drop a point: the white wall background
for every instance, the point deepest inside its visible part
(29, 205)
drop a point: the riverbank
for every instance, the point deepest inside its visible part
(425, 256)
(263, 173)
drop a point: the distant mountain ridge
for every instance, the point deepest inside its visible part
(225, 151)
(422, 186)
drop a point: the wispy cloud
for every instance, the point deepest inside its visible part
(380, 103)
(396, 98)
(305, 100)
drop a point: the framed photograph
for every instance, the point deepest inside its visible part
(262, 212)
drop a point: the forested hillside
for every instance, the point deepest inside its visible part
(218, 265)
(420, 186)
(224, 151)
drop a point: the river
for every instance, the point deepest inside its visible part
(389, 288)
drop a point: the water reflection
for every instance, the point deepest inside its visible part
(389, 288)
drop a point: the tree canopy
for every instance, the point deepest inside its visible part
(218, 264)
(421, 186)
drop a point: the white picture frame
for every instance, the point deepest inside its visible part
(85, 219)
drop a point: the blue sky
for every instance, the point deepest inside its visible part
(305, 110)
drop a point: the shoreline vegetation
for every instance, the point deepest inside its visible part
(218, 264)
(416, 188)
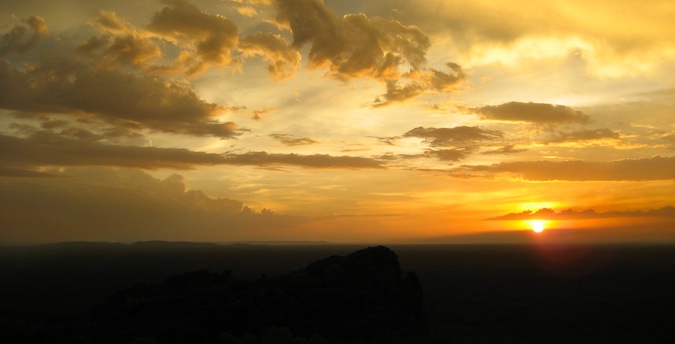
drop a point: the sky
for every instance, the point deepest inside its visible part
(384, 121)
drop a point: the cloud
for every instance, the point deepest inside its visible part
(449, 154)
(104, 204)
(46, 148)
(357, 46)
(18, 40)
(211, 37)
(49, 149)
(613, 39)
(570, 214)
(290, 140)
(283, 59)
(312, 161)
(540, 113)
(457, 136)
(63, 85)
(585, 135)
(122, 43)
(421, 81)
(508, 149)
(656, 168)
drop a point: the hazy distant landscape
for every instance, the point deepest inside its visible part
(472, 293)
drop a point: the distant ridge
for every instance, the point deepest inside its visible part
(279, 242)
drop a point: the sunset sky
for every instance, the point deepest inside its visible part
(341, 120)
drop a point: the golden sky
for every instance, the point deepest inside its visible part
(345, 121)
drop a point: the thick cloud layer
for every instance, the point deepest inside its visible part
(100, 204)
(359, 46)
(570, 214)
(657, 168)
(46, 148)
(457, 136)
(63, 85)
(18, 40)
(539, 113)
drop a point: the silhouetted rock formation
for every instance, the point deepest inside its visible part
(361, 297)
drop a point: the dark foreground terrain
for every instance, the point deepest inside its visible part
(471, 294)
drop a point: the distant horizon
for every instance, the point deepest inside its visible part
(337, 121)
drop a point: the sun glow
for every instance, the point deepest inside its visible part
(538, 225)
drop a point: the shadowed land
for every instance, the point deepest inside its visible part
(472, 293)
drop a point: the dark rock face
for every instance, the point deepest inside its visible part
(361, 297)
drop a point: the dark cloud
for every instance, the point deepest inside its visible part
(82, 148)
(540, 113)
(212, 37)
(549, 214)
(457, 136)
(313, 161)
(291, 140)
(585, 135)
(129, 48)
(354, 45)
(449, 154)
(508, 149)
(282, 58)
(656, 168)
(358, 46)
(18, 40)
(104, 204)
(49, 149)
(62, 85)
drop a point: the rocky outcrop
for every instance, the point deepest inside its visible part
(361, 297)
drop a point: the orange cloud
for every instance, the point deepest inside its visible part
(17, 39)
(540, 113)
(656, 168)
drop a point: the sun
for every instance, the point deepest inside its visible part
(538, 226)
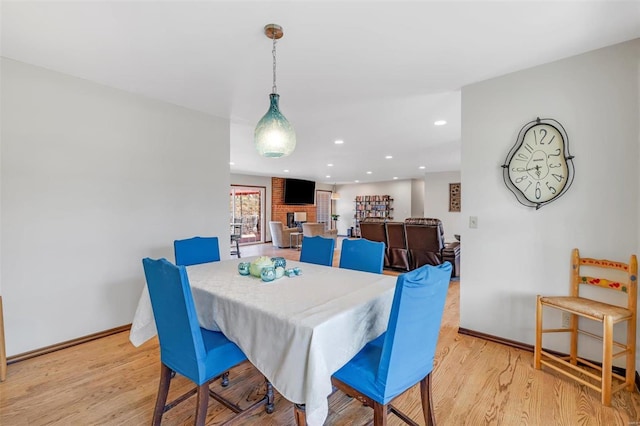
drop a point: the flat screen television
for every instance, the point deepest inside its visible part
(298, 191)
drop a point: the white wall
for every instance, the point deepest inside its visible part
(399, 190)
(436, 202)
(417, 197)
(517, 252)
(93, 180)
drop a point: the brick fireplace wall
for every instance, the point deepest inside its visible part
(279, 210)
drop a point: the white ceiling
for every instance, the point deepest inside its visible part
(376, 74)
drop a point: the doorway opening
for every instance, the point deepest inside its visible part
(246, 207)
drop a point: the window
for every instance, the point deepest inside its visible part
(246, 206)
(323, 208)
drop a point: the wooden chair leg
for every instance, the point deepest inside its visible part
(573, 351)
(537, 350)
(268, 407)
(607, 361)
(631, 354)
(427, 400)
(163, 391)
(379, 414)
(202, 404)
(300, 414)
(3, 352)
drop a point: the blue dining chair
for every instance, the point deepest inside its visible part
(196, 250)
(403, 355)
(185, 348)
(318, 250)
(362, 255)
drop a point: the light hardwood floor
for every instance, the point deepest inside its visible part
(476, 382)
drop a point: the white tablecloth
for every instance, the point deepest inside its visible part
(297, 331)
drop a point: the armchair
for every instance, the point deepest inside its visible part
(311, 229)
(374, 229)
(281, 236)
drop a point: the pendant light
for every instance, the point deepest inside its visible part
(274, 135)
(334, 194)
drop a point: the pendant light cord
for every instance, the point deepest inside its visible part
(274, 89)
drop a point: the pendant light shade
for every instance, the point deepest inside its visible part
(335, 195)
(274, 135)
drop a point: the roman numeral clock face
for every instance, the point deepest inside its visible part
(539, 169)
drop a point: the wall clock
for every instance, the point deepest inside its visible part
(539, 169)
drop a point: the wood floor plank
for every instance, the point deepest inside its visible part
(475, 382)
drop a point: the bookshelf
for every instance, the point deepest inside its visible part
(380, 206)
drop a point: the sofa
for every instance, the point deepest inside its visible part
(311, 229)
(413, 243)
(392, 234)
(425, 242)
(281, 236)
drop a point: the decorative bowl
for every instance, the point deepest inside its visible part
(268, 273)
(258, 264)
(244, 268)
(279, 261)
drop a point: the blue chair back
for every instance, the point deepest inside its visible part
(318, 250)
(362, 255)
(196, 250)
(181, 345)
(414, 325)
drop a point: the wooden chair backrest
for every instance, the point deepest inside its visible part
(627, 286)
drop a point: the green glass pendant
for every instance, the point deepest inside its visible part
(274, 135)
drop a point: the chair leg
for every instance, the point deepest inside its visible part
(270, 397)
(300, 414)
(607, 354)
(537, 350)
(163, 391)
(202, 404)
(631, 354)
(427, 400)
(379, 414)
(573, 325)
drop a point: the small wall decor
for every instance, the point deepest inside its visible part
(539, 168)
(454, 197)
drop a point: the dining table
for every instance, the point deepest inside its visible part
(296, 330)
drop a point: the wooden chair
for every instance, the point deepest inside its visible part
(573, 365)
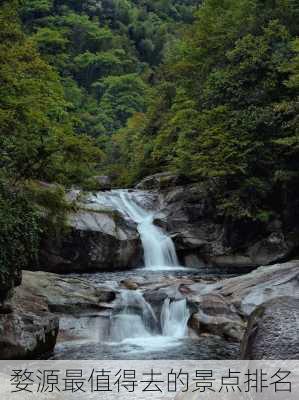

Written exercise:
Pull out every line of the records above that contains the word "dining", matching case exactly.

Expected output:
drop a point: the blue dining chair
drop a point: the dining table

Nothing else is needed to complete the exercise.